— BEGIN Data to use —

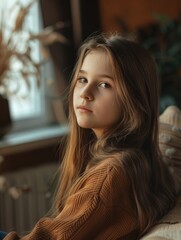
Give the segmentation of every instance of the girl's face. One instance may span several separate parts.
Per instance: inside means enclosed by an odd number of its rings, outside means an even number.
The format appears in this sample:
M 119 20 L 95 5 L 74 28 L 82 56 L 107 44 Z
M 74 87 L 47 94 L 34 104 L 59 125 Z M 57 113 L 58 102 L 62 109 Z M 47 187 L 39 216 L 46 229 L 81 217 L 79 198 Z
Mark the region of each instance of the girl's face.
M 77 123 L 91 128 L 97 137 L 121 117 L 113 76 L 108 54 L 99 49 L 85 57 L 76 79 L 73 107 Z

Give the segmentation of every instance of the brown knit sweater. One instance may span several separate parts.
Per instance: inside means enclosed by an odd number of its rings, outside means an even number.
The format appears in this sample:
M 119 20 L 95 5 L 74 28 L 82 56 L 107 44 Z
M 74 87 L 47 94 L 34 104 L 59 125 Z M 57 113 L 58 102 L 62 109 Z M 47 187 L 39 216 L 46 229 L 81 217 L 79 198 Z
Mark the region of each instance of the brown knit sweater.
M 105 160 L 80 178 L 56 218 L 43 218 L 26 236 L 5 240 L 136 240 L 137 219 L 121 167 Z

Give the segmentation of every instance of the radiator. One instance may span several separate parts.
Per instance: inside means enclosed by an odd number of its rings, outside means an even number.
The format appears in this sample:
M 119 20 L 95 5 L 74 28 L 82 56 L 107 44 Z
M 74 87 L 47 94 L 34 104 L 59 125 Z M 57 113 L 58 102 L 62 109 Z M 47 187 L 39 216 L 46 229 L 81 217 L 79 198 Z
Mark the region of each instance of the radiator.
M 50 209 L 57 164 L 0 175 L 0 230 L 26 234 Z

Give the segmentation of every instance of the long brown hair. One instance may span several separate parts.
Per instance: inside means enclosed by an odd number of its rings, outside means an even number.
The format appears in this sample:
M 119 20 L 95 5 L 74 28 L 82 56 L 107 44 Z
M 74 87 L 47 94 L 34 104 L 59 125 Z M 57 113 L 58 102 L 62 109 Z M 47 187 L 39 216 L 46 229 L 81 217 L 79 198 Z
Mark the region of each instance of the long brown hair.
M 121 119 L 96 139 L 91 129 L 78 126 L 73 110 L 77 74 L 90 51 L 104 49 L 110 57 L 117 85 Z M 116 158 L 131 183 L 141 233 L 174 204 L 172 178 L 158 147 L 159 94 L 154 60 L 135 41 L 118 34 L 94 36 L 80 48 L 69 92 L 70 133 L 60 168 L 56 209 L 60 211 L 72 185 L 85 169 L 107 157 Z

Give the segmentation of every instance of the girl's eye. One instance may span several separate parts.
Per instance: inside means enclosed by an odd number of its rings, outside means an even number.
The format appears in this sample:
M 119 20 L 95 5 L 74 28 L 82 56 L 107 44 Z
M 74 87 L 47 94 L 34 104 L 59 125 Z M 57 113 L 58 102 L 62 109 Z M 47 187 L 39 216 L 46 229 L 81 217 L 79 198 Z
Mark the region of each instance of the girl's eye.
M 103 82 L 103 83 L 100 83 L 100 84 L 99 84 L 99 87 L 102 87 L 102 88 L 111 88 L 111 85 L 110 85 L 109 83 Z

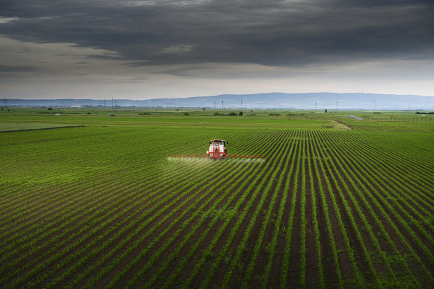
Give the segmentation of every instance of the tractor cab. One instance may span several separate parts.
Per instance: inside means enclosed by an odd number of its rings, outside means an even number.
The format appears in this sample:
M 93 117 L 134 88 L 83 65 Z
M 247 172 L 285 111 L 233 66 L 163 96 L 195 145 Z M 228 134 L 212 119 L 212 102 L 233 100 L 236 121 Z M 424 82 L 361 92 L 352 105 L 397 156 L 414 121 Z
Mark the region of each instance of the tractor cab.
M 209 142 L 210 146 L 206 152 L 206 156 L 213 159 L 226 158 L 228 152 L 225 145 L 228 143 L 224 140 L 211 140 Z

— END Data to use —
— BEGIN Data to use —

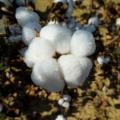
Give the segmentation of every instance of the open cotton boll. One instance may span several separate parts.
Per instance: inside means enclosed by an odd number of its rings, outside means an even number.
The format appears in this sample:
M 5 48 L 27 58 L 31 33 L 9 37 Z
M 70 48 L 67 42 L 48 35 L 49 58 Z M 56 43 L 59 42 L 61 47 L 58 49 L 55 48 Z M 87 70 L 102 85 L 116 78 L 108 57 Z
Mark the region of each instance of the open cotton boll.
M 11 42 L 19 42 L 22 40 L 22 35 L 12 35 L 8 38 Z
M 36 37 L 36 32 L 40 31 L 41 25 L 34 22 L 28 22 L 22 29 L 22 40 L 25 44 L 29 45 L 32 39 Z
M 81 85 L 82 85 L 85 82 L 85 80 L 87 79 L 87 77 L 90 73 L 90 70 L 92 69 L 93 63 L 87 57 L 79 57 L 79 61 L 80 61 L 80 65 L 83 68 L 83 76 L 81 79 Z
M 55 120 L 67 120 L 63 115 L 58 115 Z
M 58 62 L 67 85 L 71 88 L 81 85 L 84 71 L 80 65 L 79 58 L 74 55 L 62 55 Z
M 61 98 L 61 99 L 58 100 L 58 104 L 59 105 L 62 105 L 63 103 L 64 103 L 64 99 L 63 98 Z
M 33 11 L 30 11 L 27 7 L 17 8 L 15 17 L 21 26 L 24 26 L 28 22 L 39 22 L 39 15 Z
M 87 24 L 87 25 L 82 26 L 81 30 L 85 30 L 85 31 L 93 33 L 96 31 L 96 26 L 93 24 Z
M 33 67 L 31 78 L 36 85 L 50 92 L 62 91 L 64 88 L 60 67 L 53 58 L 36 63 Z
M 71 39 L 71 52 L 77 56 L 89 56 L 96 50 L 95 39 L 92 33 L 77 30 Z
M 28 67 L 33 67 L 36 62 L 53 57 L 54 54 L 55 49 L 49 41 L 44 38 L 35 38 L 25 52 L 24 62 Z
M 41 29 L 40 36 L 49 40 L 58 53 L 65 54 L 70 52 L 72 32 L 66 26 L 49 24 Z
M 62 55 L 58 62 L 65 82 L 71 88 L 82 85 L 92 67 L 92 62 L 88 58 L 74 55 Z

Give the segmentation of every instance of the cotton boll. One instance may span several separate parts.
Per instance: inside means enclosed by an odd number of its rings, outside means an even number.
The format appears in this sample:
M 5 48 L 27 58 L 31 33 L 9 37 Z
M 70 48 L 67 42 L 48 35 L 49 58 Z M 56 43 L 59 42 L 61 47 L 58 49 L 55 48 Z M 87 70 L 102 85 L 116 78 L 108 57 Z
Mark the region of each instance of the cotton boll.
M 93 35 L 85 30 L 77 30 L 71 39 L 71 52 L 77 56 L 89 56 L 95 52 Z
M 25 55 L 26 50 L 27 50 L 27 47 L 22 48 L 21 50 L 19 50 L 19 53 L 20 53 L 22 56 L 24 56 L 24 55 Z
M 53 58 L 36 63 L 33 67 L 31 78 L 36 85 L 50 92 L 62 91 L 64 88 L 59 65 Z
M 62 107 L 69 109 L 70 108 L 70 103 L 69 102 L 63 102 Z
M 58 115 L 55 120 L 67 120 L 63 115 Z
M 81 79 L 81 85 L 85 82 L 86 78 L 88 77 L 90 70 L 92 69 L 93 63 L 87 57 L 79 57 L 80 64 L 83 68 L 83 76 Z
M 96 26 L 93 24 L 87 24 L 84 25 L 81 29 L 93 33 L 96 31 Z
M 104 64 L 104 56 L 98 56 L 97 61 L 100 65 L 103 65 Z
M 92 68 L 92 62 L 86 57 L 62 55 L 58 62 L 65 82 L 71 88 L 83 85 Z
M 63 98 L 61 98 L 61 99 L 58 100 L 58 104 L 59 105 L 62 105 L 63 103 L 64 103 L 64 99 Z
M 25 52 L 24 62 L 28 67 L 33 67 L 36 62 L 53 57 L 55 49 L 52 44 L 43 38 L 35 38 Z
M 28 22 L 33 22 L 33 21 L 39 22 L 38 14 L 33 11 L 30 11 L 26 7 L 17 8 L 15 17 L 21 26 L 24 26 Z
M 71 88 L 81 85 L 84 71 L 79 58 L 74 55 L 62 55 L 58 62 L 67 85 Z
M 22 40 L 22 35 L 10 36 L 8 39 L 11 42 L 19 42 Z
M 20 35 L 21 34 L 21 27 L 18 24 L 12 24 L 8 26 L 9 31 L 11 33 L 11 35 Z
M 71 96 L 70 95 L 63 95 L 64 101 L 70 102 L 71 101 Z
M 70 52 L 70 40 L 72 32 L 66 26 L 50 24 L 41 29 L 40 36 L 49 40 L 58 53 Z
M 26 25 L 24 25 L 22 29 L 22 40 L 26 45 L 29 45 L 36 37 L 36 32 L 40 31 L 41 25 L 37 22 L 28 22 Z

— END Data to use —

Please repeat the lines above word for word, from the line that contains "Give the segmentation of every instance of the girl's face." through the line that contains "M 50 209 L 57 164 L 0 175 L 0 230 L 26 234 Z", including both of those lines and no others.

Give the segmentation of every instance of the girl's face. One instance may span several separate parts.
Per instance: inside means enclosed by an odd number of its rings, outside means an even number.
The format appears in this sample:
M 119 20 L 95 5 L 74 28 L 82 56 L 107 44 Z
M 74 87 L 47 94 L 34 104 L 59 125 Z M 57 113 L 58 102 L 62 109 Z M 47 187 L 39 216 L 46 229 L 81 217 L 79 198 Z
Mark the region of each instance of the girl's face.
M 77 123 L 91 128 L 97 137 L 121 117 L 113 76 L 108 54 L 99 49 L 85 57 L 76 79 L 73 107 Z

Give the segmentation of every instance of the brown knit sweater. One instance may span several separate parts.
Per instance: inside means enclosed by an odd number of its rings, outside means an even number.
The format appears in this sample:
M 119 20 L 95 5 L 74 28 L 82 56 L 107 44 Z
M 74 87 L 47 94 L 34 104 L 59 125 Z M 57 113 L 58 102 L 62 109 Z M 47 187 L 39 216 L 46 229 L 81 217 L 79 198 Z
Mark the region of each instance of the brown knit sweater.
M 105 160 L 80 178 L 56 218 L 43 218 L 26 236 L 5 240 L 136 240 L 137 219 L 121 167 Z

Give the segmentation of every instance of the radiator. One instance may span several separate parts.
Per instance: inside means enclosed by an odd number of its rings, outside means an even number.
The format appears in this sample:
M 119 20 L 95 5 L 74 28 L 82 56 L 107 44 Z
M 74 87 L 47 94 L 34 104 L 59 125 Z M 57 113 L 58 102 L 62 109 Z M 47 187 L 39 216 L 46 229 L 81 217 L 79 198 Z
Mark the region of each instance of the radiator.
M 50 209 L 57 164 L 0 175 L 0 230 L 26 234 Z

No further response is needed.